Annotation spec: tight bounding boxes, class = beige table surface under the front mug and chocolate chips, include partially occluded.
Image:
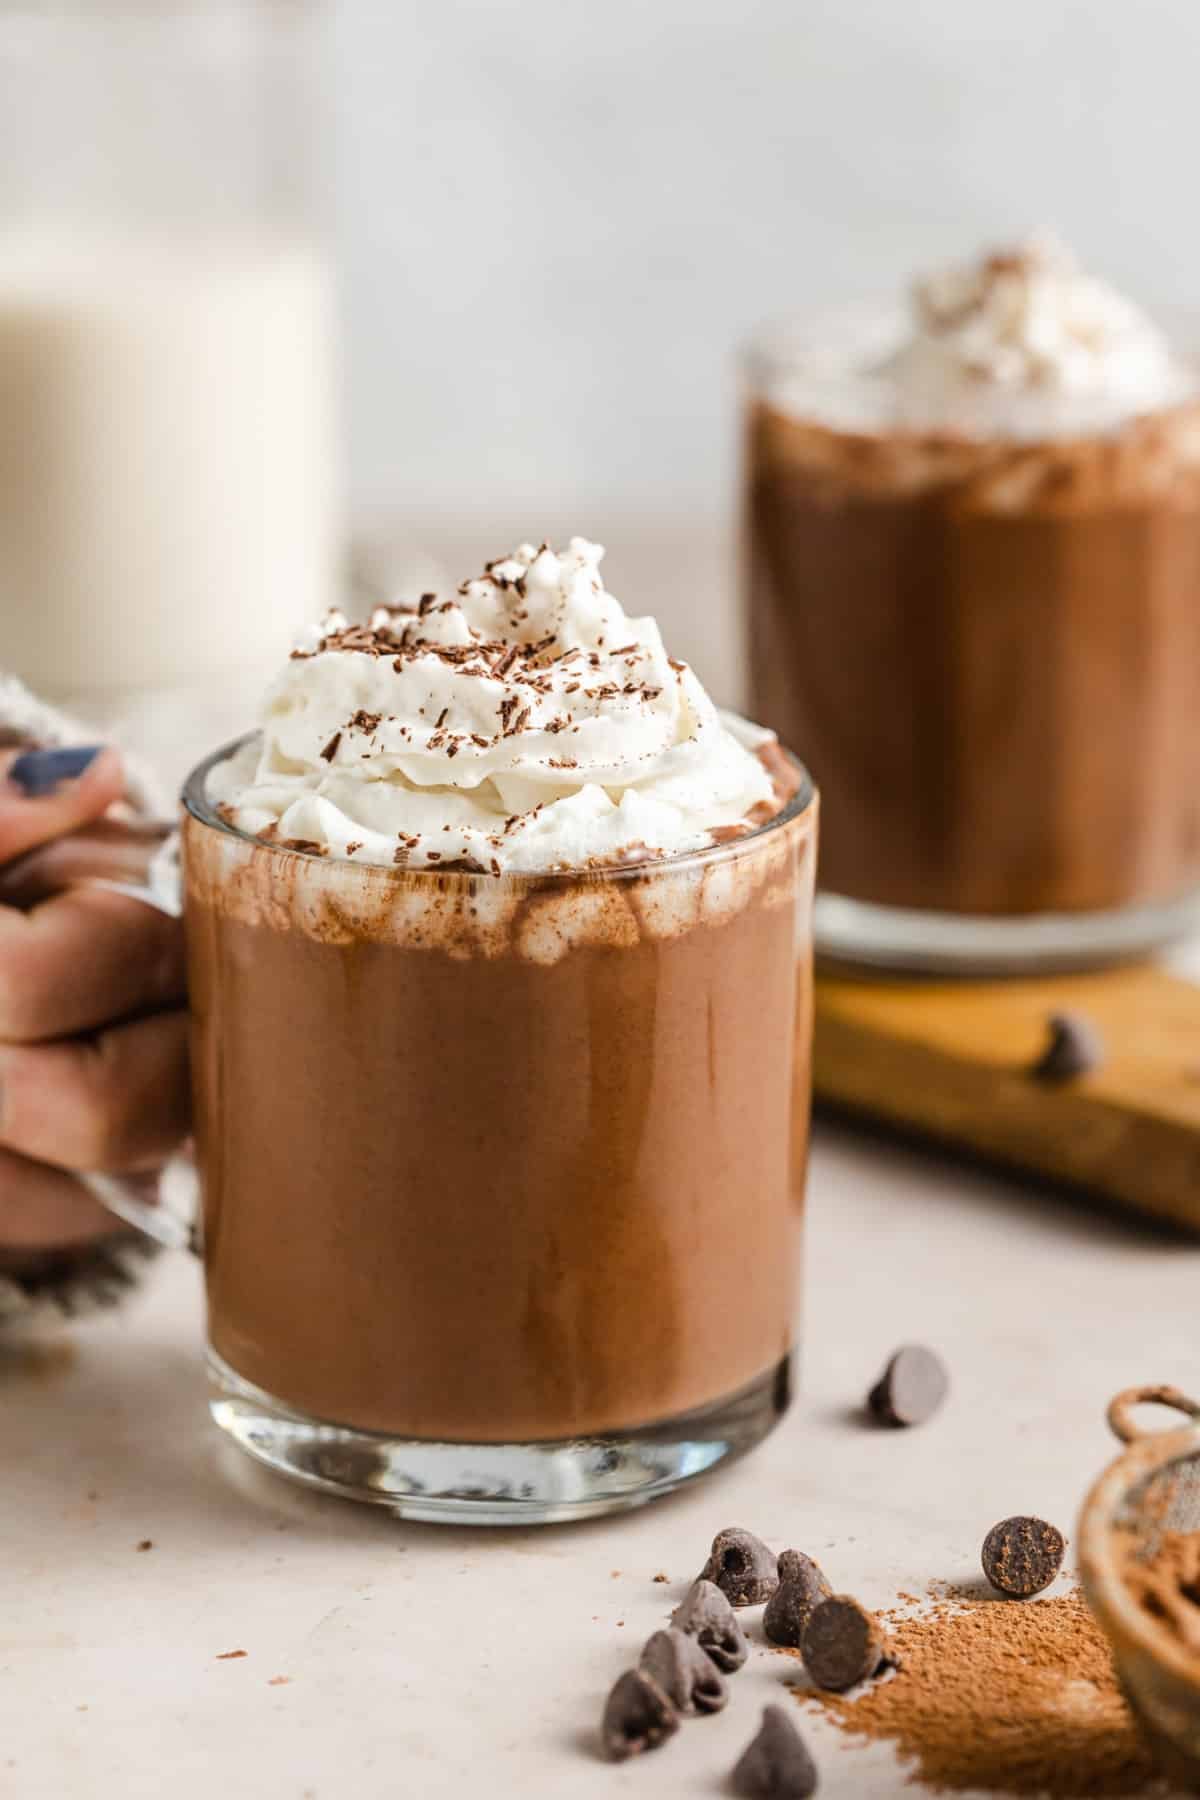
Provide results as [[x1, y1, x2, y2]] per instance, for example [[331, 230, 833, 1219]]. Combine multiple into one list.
[[0, 1127, 1200, 1800]]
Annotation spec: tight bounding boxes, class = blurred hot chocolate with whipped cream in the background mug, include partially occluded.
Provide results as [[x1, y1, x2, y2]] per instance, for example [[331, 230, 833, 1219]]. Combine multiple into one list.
[[748, 243, 1200, 964]]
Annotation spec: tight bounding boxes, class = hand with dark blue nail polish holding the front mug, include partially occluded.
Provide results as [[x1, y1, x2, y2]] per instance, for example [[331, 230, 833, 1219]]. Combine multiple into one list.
[[0, 749, 189, 1267]]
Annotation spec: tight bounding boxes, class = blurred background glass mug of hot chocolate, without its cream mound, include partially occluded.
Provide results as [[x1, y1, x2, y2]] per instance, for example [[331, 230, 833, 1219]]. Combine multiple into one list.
[[743, 306, 1200, 976]]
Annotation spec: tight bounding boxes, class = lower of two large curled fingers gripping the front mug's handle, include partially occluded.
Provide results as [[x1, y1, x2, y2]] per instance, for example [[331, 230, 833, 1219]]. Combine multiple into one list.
[[0, 1012, 191, 1174]]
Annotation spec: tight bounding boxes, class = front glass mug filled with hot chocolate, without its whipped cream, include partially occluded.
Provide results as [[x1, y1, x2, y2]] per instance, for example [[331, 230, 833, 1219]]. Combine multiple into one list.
[[47, 730, 817, 1523]]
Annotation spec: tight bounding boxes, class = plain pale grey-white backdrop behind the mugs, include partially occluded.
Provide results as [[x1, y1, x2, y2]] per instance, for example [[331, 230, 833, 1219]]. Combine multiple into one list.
[[333, 0, 1200, 684]]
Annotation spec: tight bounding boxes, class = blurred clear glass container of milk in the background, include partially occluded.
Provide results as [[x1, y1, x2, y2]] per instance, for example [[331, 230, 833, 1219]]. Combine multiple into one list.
[[0, 0, 336, 758]]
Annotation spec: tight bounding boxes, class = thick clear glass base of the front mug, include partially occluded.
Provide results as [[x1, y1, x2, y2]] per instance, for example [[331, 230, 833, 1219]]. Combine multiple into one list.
[[209, 1350, 793, 1525]]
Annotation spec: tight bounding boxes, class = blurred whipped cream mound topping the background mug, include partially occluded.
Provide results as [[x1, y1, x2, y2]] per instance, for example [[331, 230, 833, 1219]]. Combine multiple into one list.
[[766, 234, 1196, 439]]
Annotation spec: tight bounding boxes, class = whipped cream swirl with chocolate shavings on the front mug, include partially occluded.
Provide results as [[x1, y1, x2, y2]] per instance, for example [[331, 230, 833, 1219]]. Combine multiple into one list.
[[209, 538, 775, 875]]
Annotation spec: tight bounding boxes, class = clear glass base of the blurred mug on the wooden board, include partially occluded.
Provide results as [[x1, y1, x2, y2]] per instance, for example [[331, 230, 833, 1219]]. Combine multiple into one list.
[[813, 887, 1200, 976]]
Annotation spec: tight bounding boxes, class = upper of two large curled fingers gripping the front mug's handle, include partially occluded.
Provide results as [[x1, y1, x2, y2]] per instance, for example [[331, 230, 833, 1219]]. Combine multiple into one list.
[[0, 887, 184, 1044]]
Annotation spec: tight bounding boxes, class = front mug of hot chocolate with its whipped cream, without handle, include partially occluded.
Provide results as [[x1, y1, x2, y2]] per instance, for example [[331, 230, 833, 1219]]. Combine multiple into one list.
[[184, 540, 817, 1523]]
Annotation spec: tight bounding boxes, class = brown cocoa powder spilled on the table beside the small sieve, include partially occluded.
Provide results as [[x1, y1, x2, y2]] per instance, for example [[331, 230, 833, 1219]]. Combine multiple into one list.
[[799, 1589, 1162, 1800]]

Required action
Each record, word for word, should be printed again without its pictures.

Your solution
Annotation spec: tight bounding boxes, class = beige table surface under the front mug and chocolate chips, include partially occluded.
Image:
Provide results as [[x1, y1, x2, y2]] per instance, for example [[331, 230, 833, 1219]]. Combine multiple into one list.
[[0, 1127, 1200, 1800]]
Annotation spec: tight bounding boxes, class = blurred hot chocolate with whipped cream in the background mug, include partially occluded.
Provide results as [[x1, y1, x2, y2]] per instance, for example [[331, 230, 833, 1219]]. Combine multiple into one list.
[[748, 243, 1200, 964]]
Annotation spec: tight bounding boxes, class = hand with dark blue nail polish holding the front mug, include partially occluded.
Provide results as [[x1, y1, x2, y2]] per instance, for example [[331, 230, 833, 1219]]. Combine multiple into one list.
[[0, 749, 189, 1267]]
Annotation spec: tight bounding boxes, class = blurred background glass mug of hot chocolate, without its cream mound, include partially occluded.
Provide results as [[x1, y1, x2, y2]] per instance, for example [[331, 230, 833, 1219]]. Combine multiple into one list.
[[743, 306, 1200, 976]]
Annotation spec: tight bounding boxes, class = lower of two large curled fingers gripping the front mug's handle, include partially occluded.
Provide results as [[x1, y1, x2, y2]] per instance, for example [[331, 230, 833, 1219]]. Combine multiple into one list.
[[0, 1012, 191, 1174]]
Annotation spec: tight bounding boxes, class = front glass mug filled with hot chocolate, without its whipped cream, include partially occluded.
Provide results as [[x1, y1, x2, y2]] per instance, for example [[331, 230, 833, 1219]]. Combine multiple into one list.
[[47, 730, 817, 1523]]
Annotation spec: tight bounding boxes, class = plain pale grey-white backdrop behind the mugs, include partially occluded.
Provide results as [[x1, y1, x2, y2]] per instance, for example [[331, 230, 833, 1219]]. Combine multiple into one list.
[[333, 0, 1200, 684]]
Annotation spec: tight bounding boxes, class = blurred clear glass container of milk in the background, include partially occluded.
Provide results as [[x1, y1, x2, y2]] per instance, for example [[331, 230, 833, 1219]]. Combine multiple into one list.
[[0, 0, 336, 758]]
Annotation spec: tight bounding boxes, class = thick clear glass base of the front mug, include partially occluded.
Provide results as [[x1, y1, x2, y2]] per instance, for example [[331, 230, 833, 1219]]. Combine multiple into one list.
[[209, 1350, 793, 1525]]
Annotation spec: tight bounding boxes, class = blurred whipped cream mound topping the background mug, include partially occluded.
Provide results as [[x1, y1, x2, y2]] per instance, for example [[331, 230, 833, 1219]]. Combine multiple into one list.
[[766, 234, 1196, 439]]
Annotation spec: tight bounding boxes, class = whipped cream swirl with chocolate shavings on the front mug, include partially occluded.
Provide results as [[x1, y1, x2, y2]] per instance, for example [[331, 230, 833, 1219]]. Combine multiple into one list.
[[209, 538, 775, 875]]
Annotation spec: tight bounding boxes, class = clear glass base of the blurred mug on the wooden board, include partially occluded.
Provide results as [[x1, y1, x2, y2]] per instance, for example [[331, 230, 833, 1219]]. Combine multiple into one list.
[[813, 887, 1200, 976]]
Annotation spec: tight bounding boxes, class = upper of two large curled fingers gripping the front mug's handle, include partially occluded.
Provide results as [[x1, y1, x2, y2]] per instance, for example [[331, 230, 833, 1219]]. Combine multiple into one list.
[[0, 887, 184, 1044]]
Annotation spec: tight bounding boxes, class = front mug of hot chocolate with its whipped cream, without handle, include partially occluded.
Provide results as [[x1, y1, x2, y2]] per instance, for example [[331, 230, 833, 1219]]. Combine multiple into one list.
[[184, 540, 817, 1523]]
Annotation spec: tight bounding boxes, class = brown cocoa powder spilled on the table beside the small sieve, include partially occluded.
Provide results as [[x1, y1, x2, y2]] per instance, for example [[331, 230, 833, 1219]]. Combine multiple into one list.
[[799, 1589, 1162, 1800]]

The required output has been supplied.